PAGE TEXT:

++++++++++++++++++++

Royal Lifesaving Australia has launched a Keep Watch campaign this year to raise awareness of water safety. “Australians are comfortable around water. Many have grown up swimming in the backyard pool, going to the beach, playing with the garden sprinkler, or paddling down the river. This familiarity means that parents can, let their guard down, even if just for a moment, complacency can lead to disaster,” says Royal Life Saving Society’s CEO Justin Scarr. It’s exactly what happened to me at the recent pool party: I let my guard down for a couple of minutes and despite there being so many adults there, no one saw my daughter go under. The Royal Lifesaving’s Keep Watch program aims to prevent drowning deaths of children under the age of five. They want to teach parents and carers the following messages: constant adult supervision, restrict access to water, teach children water safety, learn how to resuscitate, and above all, always keep watch. The last one is key: always keep watch. They’re even offering resources and educational programs including First Aid training and swim safety lessons.
So here’s how to swim safely this summer:
Always make sure you have everything ready when going swimming – towels, goggles, dry clothes, drinking water.
Always be within arm’s reach of your child/children.
All of Your Attention
Focus all of your attention on your child/children and watch, talk and play with them when they are in the water. Never leave your child alone in the water, nor should they be left in the care of an older child.

++++++++++++++++++++

MATERIAL SHOWN:
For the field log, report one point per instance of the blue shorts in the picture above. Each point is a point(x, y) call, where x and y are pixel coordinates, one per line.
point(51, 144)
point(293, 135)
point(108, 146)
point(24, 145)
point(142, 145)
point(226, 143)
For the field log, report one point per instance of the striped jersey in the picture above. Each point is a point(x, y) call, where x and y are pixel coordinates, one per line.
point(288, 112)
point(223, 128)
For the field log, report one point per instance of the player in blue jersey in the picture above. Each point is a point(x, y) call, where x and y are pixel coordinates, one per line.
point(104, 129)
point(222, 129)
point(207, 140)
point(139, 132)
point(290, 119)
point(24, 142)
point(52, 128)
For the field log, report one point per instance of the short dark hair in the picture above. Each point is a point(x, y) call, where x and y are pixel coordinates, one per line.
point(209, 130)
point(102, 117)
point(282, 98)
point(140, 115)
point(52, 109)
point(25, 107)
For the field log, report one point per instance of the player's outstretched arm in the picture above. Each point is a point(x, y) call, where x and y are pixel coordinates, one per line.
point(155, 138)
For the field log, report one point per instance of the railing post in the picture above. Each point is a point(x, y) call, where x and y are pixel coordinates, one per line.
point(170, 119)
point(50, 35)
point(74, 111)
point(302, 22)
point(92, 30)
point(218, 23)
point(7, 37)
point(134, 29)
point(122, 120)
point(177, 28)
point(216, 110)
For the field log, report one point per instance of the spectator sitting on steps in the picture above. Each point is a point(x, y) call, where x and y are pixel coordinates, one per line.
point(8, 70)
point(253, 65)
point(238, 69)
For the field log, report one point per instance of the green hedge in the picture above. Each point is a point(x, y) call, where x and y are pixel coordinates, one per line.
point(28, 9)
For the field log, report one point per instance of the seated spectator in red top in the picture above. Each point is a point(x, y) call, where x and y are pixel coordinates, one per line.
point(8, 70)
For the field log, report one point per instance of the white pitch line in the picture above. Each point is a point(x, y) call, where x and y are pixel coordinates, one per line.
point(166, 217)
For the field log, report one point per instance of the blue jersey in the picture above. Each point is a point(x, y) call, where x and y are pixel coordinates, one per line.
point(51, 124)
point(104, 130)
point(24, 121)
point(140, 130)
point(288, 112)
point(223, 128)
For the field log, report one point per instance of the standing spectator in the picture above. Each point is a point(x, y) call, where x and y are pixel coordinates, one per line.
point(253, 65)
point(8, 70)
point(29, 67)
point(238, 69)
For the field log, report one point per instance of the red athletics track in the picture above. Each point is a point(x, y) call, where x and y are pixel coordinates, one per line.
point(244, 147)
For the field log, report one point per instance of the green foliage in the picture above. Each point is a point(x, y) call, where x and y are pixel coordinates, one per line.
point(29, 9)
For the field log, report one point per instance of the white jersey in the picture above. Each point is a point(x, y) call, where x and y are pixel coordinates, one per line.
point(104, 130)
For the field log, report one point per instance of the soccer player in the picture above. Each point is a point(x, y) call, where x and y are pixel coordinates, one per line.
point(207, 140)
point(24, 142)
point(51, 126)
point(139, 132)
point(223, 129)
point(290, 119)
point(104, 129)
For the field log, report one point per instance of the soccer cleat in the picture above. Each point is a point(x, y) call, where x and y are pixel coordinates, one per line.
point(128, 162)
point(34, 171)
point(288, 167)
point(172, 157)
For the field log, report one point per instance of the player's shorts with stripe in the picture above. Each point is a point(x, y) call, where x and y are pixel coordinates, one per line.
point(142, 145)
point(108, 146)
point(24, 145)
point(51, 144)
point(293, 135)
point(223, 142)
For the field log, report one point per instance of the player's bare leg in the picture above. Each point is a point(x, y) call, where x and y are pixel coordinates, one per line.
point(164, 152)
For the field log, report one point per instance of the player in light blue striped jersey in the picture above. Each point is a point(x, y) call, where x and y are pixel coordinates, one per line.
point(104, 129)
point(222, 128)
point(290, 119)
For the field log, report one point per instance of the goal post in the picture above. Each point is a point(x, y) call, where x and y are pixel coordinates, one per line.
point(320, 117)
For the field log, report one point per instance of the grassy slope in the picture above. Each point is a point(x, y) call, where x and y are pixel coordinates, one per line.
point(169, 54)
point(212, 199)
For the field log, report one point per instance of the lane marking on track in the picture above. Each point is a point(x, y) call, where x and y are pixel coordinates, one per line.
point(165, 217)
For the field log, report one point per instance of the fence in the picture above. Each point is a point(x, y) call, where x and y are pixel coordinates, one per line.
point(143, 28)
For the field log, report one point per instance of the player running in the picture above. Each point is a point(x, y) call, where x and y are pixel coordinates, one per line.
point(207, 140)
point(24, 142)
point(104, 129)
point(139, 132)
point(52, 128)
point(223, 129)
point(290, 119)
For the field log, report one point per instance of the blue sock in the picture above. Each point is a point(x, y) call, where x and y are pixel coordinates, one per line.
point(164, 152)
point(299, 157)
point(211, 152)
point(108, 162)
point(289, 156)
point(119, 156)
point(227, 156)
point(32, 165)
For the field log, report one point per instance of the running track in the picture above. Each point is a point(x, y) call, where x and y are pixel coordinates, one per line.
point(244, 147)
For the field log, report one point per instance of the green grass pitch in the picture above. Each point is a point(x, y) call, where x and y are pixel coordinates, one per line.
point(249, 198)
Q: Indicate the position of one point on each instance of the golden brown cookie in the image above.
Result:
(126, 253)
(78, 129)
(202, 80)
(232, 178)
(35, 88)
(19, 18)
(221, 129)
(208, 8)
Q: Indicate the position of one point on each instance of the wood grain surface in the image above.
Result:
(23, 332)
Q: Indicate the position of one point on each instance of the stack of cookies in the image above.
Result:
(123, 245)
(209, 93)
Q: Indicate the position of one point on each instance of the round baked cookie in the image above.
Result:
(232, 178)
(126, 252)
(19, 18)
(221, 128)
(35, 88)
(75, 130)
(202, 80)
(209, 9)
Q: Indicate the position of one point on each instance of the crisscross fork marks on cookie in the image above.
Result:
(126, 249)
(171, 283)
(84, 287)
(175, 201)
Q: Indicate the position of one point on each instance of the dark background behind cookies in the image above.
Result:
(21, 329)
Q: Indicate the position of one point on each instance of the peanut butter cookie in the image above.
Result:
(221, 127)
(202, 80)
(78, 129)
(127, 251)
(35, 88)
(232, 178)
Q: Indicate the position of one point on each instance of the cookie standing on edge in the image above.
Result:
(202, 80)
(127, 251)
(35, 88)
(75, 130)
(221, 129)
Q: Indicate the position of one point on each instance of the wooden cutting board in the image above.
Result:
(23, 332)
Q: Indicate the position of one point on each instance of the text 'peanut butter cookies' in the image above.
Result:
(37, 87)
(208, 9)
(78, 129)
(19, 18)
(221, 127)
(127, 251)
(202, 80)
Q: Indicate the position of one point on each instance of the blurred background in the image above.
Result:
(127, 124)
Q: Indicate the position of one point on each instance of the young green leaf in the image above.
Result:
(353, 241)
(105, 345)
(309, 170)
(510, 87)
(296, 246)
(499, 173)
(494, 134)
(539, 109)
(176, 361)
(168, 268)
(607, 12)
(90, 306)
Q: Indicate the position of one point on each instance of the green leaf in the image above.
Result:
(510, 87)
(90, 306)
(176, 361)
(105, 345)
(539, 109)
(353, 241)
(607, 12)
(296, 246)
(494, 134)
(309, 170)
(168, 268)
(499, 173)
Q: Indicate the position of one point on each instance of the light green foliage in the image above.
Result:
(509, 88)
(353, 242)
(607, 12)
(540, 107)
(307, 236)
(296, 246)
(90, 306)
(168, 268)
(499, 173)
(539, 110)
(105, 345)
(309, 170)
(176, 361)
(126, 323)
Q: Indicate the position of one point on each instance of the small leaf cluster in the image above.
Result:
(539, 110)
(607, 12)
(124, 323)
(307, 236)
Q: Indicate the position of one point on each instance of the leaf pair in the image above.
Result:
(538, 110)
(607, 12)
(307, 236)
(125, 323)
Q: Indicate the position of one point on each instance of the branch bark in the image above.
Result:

++++++++++++++++++++

LIST OF TASKS:
a. List every message the Keep Watch program wants to teach parents and carers, according to the water safety text.
b. Answer these from the water safety text:
(i) The Keep Watch program aims to prevent drowning deaths among children of what age?
(ii) What position does Justin Scarr hold?
(iii) How close should you always be to your child or children when swimming?
The material comes from a separate source, not from the water safety text.

ANSWERS PER TASK:
a.
- Constant adult supervision
- Restrict access to water
- Teach children water safety
- Learn how to resuscitate
- Always keep watch

b.
(i) Children under the age of five.
(ii) He is the Royal Life Saving Society's CEO.
(iii) Within arm's reach.